"Ce qui est passé, nous l'avons vu; ce qui sera, si Dieu le veut, nous le verrons."
(proverbe russe)
Décrire la Russie ? Essayer de se saisir de sa mentalité et faire une excursion longue de dix-huit siècles dans son histoire ?
Est-ce qu'un auteur britannique pourrait s'en sortir de façon crédible ?
C'est surprenant, mais j'ai constaté que c'est tout à fait possible, et si je dois émettre quelques réserves, leur nombre reste vraiment négligeable.
"
Russka" copie le standard classique de tous les livres de
Rutherfurd. Environ mille pages qui oscillent entre une romance et un document historique, et les destins croisés de quelques familles sur plusieurs siècles. Des familles qui s'influencent mutuellement, mais dont les vies sont aussi soumises aux influences extérieures et aux retournements de l'Histoire.
Quatre familles aux origines ethniques différentes, mais liées pour créer le destin de la Russie.
"
Russka" est un petit village de paysans slaves, mais aussi un croisement de routes qui apportent un souffle mongol, gréco-iranien ou judéo-khazar; tous ces destins imaginaires sur un fond réel vont créer une tapisserie riche et pleine de couleurs comme
Rutherfurd, ce maître-brodeur, sait si bien faire.

MATÉRIEL EXTRAIT:
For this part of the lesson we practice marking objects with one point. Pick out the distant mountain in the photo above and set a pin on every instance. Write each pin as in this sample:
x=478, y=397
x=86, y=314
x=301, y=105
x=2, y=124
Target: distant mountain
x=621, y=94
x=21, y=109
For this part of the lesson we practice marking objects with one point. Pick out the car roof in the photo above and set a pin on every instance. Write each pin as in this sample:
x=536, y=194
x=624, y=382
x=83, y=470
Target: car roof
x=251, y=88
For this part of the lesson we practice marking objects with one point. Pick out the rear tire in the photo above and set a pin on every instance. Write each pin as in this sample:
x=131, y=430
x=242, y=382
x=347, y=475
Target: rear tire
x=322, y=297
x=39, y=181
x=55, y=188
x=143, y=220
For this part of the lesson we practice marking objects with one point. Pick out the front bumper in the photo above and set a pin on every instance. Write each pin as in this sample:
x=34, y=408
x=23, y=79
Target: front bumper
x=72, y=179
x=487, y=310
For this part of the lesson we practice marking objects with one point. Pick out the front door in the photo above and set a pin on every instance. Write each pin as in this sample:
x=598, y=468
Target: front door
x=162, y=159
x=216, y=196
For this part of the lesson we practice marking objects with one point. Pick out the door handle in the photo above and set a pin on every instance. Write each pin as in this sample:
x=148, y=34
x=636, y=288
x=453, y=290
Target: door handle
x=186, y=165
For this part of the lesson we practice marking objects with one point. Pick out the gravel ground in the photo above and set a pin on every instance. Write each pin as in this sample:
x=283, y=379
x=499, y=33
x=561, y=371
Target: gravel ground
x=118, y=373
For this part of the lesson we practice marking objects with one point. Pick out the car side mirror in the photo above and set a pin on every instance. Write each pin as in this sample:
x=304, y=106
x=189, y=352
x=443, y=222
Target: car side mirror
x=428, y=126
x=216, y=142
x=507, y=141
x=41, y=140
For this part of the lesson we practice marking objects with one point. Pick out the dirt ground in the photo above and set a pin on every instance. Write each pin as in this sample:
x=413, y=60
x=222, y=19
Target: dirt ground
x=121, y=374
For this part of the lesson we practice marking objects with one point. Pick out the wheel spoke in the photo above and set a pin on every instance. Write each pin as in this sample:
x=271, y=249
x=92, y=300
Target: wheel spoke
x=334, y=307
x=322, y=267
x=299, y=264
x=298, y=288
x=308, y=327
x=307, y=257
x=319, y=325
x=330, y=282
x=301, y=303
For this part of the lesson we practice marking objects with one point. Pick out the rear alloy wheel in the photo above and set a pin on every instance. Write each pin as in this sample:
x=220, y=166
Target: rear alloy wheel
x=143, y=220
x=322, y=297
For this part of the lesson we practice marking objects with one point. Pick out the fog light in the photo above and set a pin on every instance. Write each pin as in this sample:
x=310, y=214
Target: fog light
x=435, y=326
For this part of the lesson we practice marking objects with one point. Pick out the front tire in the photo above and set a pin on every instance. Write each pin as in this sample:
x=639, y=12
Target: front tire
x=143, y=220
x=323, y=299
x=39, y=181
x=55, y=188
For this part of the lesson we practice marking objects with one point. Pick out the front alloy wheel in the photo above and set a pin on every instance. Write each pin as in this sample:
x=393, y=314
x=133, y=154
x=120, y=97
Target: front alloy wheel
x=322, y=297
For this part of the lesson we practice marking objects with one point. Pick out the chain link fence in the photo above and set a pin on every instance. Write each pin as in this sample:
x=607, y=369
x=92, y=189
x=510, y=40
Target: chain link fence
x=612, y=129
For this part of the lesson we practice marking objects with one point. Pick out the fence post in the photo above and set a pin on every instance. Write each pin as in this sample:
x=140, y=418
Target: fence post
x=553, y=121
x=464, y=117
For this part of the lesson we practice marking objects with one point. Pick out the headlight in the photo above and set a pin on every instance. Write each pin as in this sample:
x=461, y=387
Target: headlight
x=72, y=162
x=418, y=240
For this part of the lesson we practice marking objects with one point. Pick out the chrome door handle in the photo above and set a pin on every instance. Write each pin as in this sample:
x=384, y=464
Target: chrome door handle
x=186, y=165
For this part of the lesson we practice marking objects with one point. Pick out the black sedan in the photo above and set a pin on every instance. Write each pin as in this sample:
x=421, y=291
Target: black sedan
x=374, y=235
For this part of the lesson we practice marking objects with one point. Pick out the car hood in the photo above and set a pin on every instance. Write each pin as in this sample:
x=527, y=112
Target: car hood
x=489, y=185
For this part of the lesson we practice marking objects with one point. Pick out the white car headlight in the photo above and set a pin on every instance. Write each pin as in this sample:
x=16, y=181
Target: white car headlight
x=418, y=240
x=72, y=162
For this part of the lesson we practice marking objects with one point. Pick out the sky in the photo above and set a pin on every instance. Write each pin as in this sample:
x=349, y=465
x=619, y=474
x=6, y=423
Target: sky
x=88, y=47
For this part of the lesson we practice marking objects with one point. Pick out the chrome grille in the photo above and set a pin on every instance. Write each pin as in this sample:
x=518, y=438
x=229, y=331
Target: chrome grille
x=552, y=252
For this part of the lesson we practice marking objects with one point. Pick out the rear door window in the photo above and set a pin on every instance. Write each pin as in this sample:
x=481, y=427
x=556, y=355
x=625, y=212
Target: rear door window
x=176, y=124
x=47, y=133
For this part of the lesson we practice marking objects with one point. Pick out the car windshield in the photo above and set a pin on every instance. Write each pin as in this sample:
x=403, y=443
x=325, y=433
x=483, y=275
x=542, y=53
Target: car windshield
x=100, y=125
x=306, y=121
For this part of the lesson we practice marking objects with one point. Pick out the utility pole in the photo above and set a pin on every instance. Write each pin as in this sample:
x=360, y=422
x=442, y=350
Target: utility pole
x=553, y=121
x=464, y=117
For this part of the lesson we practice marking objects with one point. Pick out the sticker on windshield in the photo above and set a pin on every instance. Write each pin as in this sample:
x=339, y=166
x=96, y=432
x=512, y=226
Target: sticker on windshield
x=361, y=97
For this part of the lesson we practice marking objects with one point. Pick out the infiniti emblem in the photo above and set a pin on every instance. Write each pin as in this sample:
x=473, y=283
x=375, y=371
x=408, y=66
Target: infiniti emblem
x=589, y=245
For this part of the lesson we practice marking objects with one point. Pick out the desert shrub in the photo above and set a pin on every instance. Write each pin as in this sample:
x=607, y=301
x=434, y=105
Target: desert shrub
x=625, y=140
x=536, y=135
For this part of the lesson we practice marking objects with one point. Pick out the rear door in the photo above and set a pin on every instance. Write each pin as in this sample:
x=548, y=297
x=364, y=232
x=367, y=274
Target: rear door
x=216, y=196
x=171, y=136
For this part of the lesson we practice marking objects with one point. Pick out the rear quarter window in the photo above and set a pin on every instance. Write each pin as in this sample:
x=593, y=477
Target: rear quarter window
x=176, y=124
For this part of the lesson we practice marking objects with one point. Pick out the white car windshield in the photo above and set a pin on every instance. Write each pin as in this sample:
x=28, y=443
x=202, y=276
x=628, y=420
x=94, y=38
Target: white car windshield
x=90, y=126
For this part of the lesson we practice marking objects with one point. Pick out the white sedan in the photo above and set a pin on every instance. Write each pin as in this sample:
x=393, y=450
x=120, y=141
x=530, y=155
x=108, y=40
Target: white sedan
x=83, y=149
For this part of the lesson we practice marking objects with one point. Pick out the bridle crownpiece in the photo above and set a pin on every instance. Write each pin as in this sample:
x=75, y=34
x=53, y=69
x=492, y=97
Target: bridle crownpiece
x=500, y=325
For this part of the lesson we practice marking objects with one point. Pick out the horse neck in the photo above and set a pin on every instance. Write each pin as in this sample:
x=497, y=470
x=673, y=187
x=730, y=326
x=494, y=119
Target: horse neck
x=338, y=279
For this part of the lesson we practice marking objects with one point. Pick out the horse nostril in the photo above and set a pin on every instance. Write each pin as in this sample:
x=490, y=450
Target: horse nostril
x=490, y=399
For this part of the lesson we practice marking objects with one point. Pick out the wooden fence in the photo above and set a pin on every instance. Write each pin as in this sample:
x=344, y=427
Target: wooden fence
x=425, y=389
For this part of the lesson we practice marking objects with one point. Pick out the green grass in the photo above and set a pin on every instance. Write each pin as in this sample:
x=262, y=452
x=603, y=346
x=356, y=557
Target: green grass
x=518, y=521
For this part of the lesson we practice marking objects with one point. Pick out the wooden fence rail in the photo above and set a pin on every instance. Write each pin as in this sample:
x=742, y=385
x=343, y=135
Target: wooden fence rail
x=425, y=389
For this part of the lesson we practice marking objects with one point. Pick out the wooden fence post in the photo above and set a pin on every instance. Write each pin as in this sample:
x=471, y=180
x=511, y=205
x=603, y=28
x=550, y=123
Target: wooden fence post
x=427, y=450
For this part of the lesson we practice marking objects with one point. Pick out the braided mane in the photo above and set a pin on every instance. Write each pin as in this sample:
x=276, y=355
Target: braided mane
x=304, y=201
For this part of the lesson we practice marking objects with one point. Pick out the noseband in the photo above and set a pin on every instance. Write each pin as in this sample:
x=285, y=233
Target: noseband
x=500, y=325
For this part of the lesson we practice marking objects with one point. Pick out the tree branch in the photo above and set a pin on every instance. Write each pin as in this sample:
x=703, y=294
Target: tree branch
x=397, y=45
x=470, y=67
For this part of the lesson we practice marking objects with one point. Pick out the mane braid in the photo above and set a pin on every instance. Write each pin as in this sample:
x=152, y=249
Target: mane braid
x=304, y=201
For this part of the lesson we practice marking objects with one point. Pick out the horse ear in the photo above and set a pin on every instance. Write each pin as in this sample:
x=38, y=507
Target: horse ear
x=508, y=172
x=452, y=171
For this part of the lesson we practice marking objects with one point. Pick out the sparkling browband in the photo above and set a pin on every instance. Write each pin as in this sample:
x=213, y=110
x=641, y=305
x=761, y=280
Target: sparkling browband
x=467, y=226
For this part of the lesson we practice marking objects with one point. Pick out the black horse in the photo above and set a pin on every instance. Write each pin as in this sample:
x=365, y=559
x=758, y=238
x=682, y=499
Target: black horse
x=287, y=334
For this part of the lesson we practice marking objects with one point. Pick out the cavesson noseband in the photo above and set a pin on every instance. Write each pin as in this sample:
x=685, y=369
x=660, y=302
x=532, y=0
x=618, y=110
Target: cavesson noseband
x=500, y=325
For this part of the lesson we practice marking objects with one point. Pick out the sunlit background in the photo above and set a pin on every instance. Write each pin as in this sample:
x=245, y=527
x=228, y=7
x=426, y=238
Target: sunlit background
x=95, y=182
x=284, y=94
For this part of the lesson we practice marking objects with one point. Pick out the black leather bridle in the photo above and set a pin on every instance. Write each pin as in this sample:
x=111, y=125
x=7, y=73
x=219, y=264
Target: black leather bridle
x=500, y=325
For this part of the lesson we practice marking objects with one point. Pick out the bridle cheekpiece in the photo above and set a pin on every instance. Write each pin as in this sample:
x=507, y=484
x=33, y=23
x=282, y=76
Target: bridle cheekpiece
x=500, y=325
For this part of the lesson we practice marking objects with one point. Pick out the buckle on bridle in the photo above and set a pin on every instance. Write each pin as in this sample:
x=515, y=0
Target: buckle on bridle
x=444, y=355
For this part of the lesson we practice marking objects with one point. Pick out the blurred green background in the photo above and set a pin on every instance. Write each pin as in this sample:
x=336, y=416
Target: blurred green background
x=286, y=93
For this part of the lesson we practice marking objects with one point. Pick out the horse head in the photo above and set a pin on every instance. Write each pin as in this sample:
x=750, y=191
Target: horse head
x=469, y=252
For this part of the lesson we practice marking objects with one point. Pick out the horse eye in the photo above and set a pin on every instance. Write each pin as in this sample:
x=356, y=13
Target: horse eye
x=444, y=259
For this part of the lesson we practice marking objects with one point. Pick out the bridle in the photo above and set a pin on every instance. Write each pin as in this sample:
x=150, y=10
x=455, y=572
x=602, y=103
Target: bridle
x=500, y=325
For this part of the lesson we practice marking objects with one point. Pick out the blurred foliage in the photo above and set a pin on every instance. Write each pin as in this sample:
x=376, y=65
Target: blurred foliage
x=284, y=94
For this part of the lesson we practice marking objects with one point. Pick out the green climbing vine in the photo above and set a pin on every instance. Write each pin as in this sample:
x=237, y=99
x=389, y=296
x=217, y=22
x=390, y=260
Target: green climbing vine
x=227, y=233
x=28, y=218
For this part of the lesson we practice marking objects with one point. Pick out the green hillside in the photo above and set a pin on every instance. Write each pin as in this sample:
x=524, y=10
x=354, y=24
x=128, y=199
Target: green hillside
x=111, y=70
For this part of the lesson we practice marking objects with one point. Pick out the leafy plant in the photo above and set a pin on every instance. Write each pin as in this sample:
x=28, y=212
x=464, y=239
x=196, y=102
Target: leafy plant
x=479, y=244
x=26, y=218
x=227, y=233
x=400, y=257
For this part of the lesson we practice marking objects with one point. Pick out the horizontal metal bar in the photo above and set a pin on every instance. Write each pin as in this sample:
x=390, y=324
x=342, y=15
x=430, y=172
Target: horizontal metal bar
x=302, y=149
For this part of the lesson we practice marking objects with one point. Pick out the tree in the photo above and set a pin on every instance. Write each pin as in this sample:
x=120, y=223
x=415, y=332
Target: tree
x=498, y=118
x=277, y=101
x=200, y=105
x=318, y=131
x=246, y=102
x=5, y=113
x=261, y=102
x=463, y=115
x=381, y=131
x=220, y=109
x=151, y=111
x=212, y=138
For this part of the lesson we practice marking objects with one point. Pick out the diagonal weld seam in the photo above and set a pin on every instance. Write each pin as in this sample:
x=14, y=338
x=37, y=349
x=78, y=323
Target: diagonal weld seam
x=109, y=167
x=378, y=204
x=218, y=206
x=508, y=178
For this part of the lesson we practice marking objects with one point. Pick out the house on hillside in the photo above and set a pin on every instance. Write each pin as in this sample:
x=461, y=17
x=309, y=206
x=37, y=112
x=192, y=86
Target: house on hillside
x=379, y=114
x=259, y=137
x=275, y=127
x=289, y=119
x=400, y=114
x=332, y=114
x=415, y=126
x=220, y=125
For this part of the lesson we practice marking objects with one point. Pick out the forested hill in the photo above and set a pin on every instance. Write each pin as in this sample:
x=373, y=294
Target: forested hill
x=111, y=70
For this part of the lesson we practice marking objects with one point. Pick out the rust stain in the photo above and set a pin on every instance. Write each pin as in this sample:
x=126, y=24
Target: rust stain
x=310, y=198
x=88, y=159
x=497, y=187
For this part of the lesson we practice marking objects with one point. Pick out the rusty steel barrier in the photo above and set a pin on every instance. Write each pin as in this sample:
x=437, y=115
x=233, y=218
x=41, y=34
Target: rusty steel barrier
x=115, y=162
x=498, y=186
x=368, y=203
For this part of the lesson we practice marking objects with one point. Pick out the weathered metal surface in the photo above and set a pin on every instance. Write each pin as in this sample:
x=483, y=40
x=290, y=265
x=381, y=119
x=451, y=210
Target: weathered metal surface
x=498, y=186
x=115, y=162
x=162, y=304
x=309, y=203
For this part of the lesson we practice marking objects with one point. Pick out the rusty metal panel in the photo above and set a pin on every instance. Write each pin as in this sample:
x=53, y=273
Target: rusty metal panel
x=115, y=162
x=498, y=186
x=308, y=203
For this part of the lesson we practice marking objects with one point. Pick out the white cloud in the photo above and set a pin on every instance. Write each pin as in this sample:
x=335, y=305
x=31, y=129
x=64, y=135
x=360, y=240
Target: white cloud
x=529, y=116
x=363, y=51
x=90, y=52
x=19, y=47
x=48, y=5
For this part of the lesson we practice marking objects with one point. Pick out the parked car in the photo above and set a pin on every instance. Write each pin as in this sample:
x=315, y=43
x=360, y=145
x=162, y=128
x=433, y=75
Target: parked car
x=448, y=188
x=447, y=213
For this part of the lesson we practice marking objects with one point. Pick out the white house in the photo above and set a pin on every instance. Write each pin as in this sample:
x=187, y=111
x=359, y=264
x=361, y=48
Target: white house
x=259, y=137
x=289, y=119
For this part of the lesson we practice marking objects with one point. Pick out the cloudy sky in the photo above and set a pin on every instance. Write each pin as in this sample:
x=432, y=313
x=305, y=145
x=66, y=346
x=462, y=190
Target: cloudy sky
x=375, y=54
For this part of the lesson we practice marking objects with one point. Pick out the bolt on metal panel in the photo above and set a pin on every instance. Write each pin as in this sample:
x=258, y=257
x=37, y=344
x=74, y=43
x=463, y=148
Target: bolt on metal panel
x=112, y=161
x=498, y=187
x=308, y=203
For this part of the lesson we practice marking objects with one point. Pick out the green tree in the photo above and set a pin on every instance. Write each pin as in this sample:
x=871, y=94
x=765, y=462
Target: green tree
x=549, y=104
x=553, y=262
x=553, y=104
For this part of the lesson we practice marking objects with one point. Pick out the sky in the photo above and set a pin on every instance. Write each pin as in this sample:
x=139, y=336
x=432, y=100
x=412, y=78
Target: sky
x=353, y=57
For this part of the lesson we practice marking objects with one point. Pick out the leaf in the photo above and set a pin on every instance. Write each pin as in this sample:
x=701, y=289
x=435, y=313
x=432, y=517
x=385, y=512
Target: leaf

CONSIGNE 1: D'après l'extrait sur « Russka », combien de familles le roman suit-il ?
CONSIGNE 2: Traduisez en anglais cette phrase de l'extrait sur « Russka » : « C'est surprenant, mais j'ai constaté que c'est tout à fait possible, et si je dois émettre quelques réserves, leur nombre reste vraiment négligeable. »
Ce matériel vient d'une autre source.

RÉPONSE 1: Quatre familles aux origines ethniques différentes.

RÉPONSE 2: It is surprising, but I found that it is entirely possible, and if I must express a few reservations, there are truly very few of them.